→ Given task:
In the account of the bar encounter below, which two bands does the man's band cite as influences?

→ Extract provided:
########################################
In the case of last Saturday night, a guy who plays in a band that does, in fact, cite Matchbox 20 and Train as influences, strolled into the bar I hang in while wearing a DEAD KENNEDYS shirt, which is even more egregious and offensive than if he had been sporting CBGB's-wear. You might say that I'm being too hard on people, and who am I to judge; I say to you, hold your horses--I've just gotten started. In any case, this guy, he's a nice guy. Never means to hurt nobody. But Jello Biafra does, not that this guy knows who Jello Biafra is. One person this guy does know is a fancy hairdresser, as he has one of those haircuts with the swooping bangs in front and the shotgun-blast in the back. It's the kind of haircut kids who listen to fashionable indie rock have. In other words, it's a girl's haircut. But I digress. I should probably save that rant for later entry.


So this guy, he's gladhanding at the bar, on his way to sit at a table with this other guy who he totally idolizes, who also has an expensive-looking girl's haircut (minus the hilarious shotgun-blast); he's not a terrible guy either, at least until I see him with a vintage punk rock t-shirt.. Before this guy (not this other guy) can get to the other guy's table, I waylay him.

Me: So, you like the Dead Kennedys?

This Guy: Um, well, I like a couple songs....

Me: Really? Which ones?

This Guy: Oh, the ones that are kind of punk, kind of grunge, with that early '80s thing going on...
(I don't think either of knew what he meant by "early '80s thing.")

Me: I'm not familiar with those songs.

This Guy: Well, you know, they're on that one album. You know that one I'm talking about?

Me: No, I don't. I don't know the one you're talking about.

Him: You know, the Christ one. Something about Christ.
(I'll give him credit here. He was trying to identify Frankenchrist*, which is the DK album you know if you know a little bit but not much at all. It's like calling yourself a Zeppelin fan because you've heard of "Stairway to Heaven," or claiming to be a Presidential historian because you know whose face is on a penny.)
########################################
→ Dataset content:
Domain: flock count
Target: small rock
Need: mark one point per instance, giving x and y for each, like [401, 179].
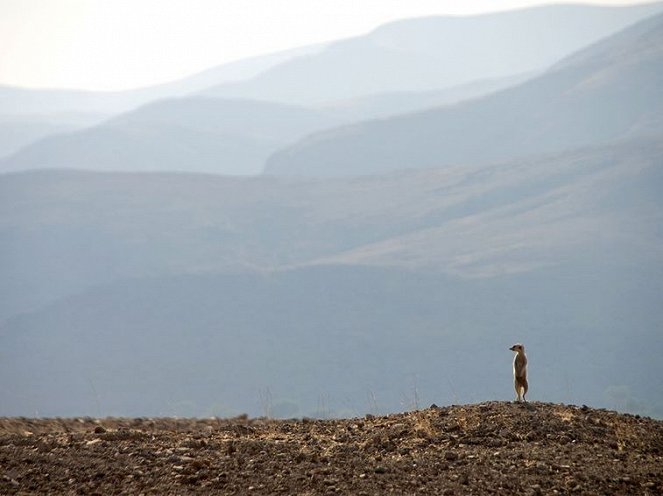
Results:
[451, 456]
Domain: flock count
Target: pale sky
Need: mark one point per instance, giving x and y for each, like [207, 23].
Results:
[122, 44]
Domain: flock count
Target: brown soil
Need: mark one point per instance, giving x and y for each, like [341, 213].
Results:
[489, 448]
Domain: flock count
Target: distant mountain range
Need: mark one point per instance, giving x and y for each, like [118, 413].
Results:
[435, 53]
[187, 134]
[15, 101]
[191, 294]
[377, 265]
[406, 66]
[609, 91]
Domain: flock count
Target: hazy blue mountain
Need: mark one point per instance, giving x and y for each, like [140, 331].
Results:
[17, 131]
[147, 294]
[188, 134]
[335, 340]
[25, 101]
[437, 52]
[609, 91]
[389, 104]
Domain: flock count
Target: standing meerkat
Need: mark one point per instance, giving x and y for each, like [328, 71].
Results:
[520, 371]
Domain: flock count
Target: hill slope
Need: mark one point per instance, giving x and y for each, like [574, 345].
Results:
[538, 448]
[332, 287]
[187, 134]
[435, 53]
[608, 92]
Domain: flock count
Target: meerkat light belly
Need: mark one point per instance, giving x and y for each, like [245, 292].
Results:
[520, 371]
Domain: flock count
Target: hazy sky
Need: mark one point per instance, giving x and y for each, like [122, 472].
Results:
[120, 44]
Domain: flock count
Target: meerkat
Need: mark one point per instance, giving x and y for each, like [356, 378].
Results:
[520, 371]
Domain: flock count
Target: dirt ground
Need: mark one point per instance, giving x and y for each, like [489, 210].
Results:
[488, 448]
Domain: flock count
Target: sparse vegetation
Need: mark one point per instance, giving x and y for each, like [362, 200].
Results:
[487, 448]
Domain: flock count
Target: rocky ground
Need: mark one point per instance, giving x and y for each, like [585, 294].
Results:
[489, 448]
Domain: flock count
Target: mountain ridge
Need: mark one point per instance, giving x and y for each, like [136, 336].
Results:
[556, 110]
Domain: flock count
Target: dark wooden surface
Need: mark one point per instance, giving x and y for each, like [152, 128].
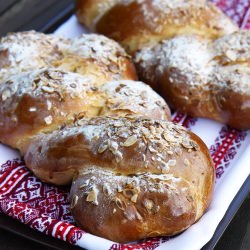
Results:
[16, 15]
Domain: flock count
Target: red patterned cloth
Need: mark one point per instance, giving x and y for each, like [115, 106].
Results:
[46, 208]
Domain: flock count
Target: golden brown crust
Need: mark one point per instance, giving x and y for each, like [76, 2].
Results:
[137, 23]
[201, 77]
[43, 100]
[161, 190]
[94, 55]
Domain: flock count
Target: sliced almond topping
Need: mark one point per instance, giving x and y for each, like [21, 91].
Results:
[134, 198]
[49, 105]
[6, 94]
[169, 137]
[74, 201]
[186, 144]
[119, 203]
[231, 55]
[102, 148]
[165, 170]
[92, 197]
[171, 163]
[186, 162]
[32, 109]
[48, 89]
[48, 119]
[131, 140]
[148, 204]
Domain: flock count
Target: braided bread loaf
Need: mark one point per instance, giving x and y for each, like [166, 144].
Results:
[96, 56]
[134, 177]
[188, 51]
[136, 23]
[135, 174]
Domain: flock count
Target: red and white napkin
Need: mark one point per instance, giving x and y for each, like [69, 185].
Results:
[46, 208]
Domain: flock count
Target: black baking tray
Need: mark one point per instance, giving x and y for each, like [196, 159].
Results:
[18, 228]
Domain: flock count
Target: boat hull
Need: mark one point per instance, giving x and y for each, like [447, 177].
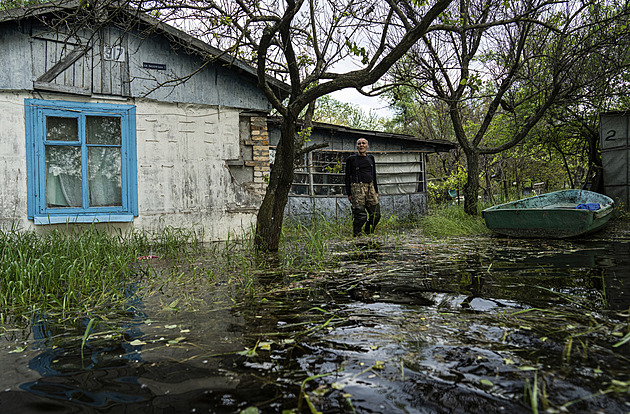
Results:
[552, 215]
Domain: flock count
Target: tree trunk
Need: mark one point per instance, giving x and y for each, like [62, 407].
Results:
[271, 212]
[471, 188]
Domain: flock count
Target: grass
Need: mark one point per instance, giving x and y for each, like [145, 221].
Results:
[82, 272]
[451, 220]
[67, 271]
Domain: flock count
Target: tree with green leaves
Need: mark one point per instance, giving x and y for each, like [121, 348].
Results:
[317, 47]
[332, 111]
[509, 63]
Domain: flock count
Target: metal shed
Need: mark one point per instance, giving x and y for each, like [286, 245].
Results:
[614, 131]
[318, 186]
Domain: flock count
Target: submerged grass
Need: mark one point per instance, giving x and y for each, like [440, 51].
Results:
[451, 220]
[75, 271]
[88, 270]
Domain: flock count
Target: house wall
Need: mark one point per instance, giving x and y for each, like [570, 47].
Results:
[184, 179]
[148, 67]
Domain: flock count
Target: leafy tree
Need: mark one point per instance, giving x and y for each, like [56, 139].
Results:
[509, 63]
[303, 42]
[332, 111]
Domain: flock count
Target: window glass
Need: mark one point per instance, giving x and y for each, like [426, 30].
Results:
[63, 176]
[62, 129]
[81, 159]
[104, 171]
[103, 130]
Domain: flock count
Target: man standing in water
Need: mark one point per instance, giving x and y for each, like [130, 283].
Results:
[362, 189]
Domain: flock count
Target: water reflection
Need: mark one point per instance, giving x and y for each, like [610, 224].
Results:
[395, 326]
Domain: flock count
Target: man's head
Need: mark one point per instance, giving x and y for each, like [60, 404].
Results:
[362, 146]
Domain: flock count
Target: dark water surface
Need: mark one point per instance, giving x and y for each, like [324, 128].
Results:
[399, 324]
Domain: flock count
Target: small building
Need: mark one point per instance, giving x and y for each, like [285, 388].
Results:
[615, 144]
[319, 183]
[126, 124]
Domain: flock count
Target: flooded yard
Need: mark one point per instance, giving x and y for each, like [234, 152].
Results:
[394, 324]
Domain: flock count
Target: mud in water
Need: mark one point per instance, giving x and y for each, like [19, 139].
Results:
[396, 324]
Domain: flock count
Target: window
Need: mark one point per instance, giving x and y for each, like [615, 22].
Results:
[81, 162]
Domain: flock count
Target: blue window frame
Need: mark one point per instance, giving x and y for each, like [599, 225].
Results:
[81, 162]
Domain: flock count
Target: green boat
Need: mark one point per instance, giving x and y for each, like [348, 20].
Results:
[560, 214]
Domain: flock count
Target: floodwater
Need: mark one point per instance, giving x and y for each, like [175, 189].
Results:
[398, 324]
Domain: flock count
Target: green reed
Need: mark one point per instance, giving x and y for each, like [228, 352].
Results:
[451, 220]
[76, 270]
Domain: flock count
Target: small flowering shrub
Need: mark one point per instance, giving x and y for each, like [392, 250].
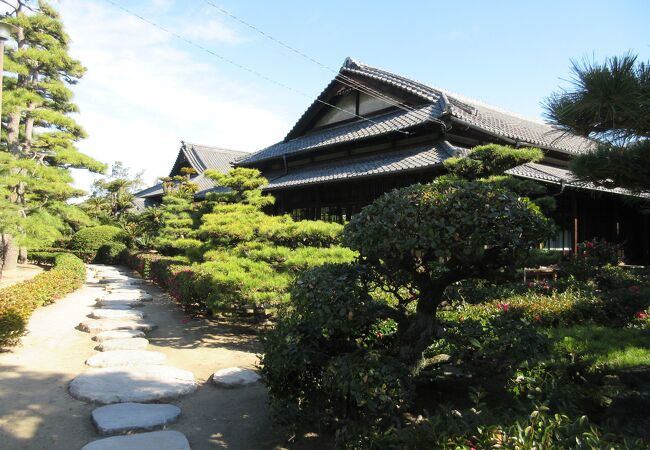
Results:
[591, 257]
[17, 302]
########################################
→ Solution to this problem:
Matchbox 20 and Train